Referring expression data

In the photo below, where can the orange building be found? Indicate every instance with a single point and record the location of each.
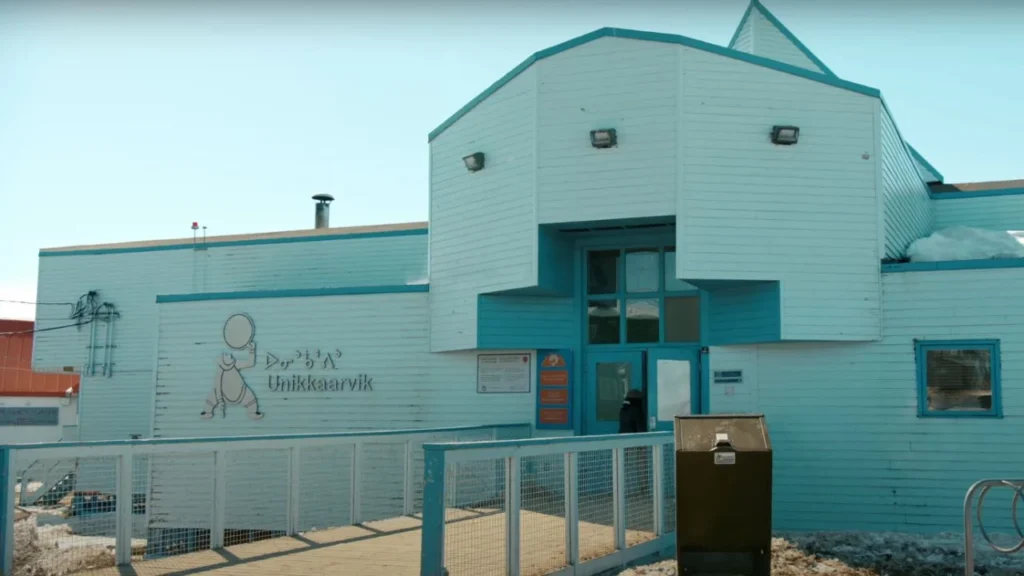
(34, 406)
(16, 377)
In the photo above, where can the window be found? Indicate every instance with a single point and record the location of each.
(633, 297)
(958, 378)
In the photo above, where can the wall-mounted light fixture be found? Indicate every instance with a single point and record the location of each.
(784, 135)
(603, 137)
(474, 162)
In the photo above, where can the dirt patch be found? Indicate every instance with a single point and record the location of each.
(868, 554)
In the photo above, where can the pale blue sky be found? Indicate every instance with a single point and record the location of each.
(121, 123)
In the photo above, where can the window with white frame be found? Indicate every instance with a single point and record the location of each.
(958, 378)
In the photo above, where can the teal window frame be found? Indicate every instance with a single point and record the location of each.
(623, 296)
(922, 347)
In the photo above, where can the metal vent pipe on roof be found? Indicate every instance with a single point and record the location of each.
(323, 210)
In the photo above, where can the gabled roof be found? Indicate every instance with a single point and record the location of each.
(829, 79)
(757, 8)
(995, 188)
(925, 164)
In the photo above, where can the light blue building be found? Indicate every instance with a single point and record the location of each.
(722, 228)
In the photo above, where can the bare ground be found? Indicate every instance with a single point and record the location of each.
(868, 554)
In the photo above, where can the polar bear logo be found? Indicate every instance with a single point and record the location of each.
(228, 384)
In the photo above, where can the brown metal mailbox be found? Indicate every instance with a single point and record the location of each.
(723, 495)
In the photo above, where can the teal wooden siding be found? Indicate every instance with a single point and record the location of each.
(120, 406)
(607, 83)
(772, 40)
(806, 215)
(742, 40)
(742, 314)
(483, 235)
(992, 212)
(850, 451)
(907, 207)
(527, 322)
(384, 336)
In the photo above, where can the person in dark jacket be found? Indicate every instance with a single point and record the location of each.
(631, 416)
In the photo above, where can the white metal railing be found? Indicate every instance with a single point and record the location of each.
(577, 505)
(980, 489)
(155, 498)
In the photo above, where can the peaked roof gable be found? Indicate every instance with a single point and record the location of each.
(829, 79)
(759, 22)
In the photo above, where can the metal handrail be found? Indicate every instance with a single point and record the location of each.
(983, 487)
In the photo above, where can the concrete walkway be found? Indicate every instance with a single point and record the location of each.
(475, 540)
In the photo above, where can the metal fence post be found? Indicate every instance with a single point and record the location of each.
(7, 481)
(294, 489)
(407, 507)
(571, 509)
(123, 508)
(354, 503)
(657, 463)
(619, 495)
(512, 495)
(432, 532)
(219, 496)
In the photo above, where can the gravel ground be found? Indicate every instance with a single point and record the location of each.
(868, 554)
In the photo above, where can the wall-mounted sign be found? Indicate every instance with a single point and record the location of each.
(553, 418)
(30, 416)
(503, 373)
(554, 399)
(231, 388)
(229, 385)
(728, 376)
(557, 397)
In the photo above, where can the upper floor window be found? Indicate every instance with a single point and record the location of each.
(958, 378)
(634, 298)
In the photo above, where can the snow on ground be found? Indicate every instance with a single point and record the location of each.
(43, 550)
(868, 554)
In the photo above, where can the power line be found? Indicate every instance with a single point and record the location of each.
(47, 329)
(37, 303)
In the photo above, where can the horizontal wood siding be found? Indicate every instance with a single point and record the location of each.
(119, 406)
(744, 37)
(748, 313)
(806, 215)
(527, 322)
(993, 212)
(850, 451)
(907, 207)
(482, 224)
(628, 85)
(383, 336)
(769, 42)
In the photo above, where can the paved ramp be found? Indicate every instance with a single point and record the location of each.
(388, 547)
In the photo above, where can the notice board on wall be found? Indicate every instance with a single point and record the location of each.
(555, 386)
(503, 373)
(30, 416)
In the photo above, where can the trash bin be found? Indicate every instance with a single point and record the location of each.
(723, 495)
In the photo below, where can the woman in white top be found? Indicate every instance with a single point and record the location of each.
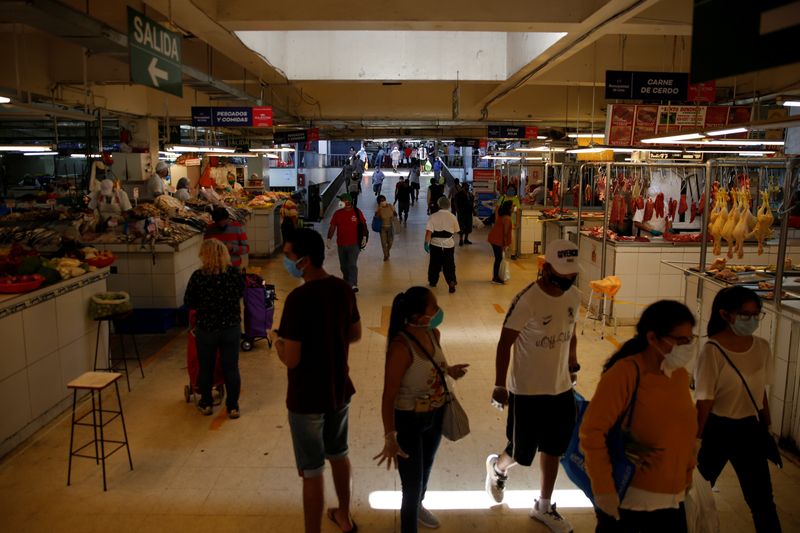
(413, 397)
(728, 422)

# TASK DETAILS
The entries are to be restated word for word, with pictures omitted.

# EXERCISE OUTPUT
In the photo below, where can the orange building be found? Indicate every instance with a single point and record the location of each.
(34, 406)
(16, 377)
In the photo above, where can the window be found? Indicate every instance with a single point and record the location of each.
(633, 297)
(958, 378)
In the photo above, where can the wall-mounted light fixture be found? Indicate every instance with a single point and record the location of each.
(784, 135)
(603, 137)
(474, 162)
In the photo above, where can the dirt patch be found? Indicate every instance with a single point and record the location of each.
(868, 554)
In the photo above, where can the pale blue sky be found? Indicate every instance with a single point and record the location of each.
(121, 123)
In the photo above, where can the window with white frame be found? Indicate every instance with a single point and record the location of each.
(958, 378)
In the photo above, where can the teal window frame be found? Indicate every instance with a single point and record the location of each.
(623, 296)
(922, 347)
In the photo above, where can the metal vent pipe on roof be found? Indicate every instance with a single point and record the location of each.
(323, 210)
In the photo above, where can the gabled roof be found? Indicate every instance with a single point and record the location of each.
(829, 79)
(757, 8)
(995, 188)
(925, 164)
In the photo above, where can the light blue building be found? Indicate every instance with a single point and record the location of each.
(722, 228)
In the photo above, where can the bare ground be found? Indicate every instance with a single point and record the location of each.
(868, 554)
In the photo above, where can the polar bear logo be found? Indicate every instance with a single point and record the location of each.
(228, 384)
In the photo above, where can the brown metal mailbox be found? Indicate every instance with a single point and record the location of each.
(723, 495)
In the photo above, where can the teal wooden siding be found? Indicate every instance with a single point and record the location of each.
(120, 406)
(607, 83)
(772, 40)
(806, 215)
(742, 40)
(742, 314)
(483, 235)
(992, 212)
(850, 451)
(907, 207)
(527, 322)
(384, 336)
In the photo above, where can the person in dark jacket be found? Indicate every instance with a single point and record the location of each.
(631, 416)
In the photo above, where can the white metal railing be found? Indicate every instance with a single point and record the location of each.
(577, 505)
(980, 489)
(155, 498)
In the photo above, where can the peaked roof gable be found? Indicate every instance with a single point and record the location of each.
(829, 79)
(759, 22)
In the photo above, where can the metal handrail be found? Indicate every instance with a single point and record the location of each.
(983, 487)
In the photo above, where can the concrete walkway be found? Indicate every instance with a single point and record the location of each.
(475, 540)
In the photo above, where can the metal fence post be found? Indicate every instance with a single point and record the location of each.
(7, 481)
(294, 489)
(407, 507)
(571, 509)
(123, 508)
(354, 503)
(657, 463)
(619, 495)
(512, 495)
(432, 532)
(219, 496)
In the photo above, where can the gravel ground be found? Indicate every instance with a single point and record the location of each.
(868, 554)
In the photo above, where can the wall-mounted sign be found? Indicate every instance with a single point and record the location of each.
(553, 418)
(30, 416)
(503, 373)
(554, 399)
(231, 388)
(229, 385)
(728, 376)
(557, 397)
In the photo above, where can the upper floor window be found? Indicate every instance with a single point and record the location of each.
(958, 378)
(634, 298)
In the photo above, where can the snow on ground be found? Indicate every instance with a single point and record the location of each.
(43, 550)
(868, 554)
In the photo above, where can the power line be found? Indicate every instance with a single point and record the location of each.
(47, 329)
(37, 303)
In the photo above, where can the horizontal wood siding be found? Indicate every instance with a single point and record the location of each.
(119, 406)
(744, 37)
(748, 313)
(806, 215)
(527, 322)
(993, 212)
(850, 451)
(907, 207)
(482, 224)
(628, 85)
(383, 336)
(769, 42)
In the photo above, where can the paved ramp be found? Indicate every instance with a single point and record the location of each.
(388, 547)
In the photo above, where can the notice board on wall be found? Indicate every instance with a single point and record the location of each.
(555, 386)
(503, 373)
(30, 416)
In the photo above, where can the trash bin be found? Indicate every instance with a single point and record the location of each.
(723, 495)
In the photo below, where can the woman in white top be found? Indicate every instance with a single point and record the location of each.
(413, 397)
(728, 422)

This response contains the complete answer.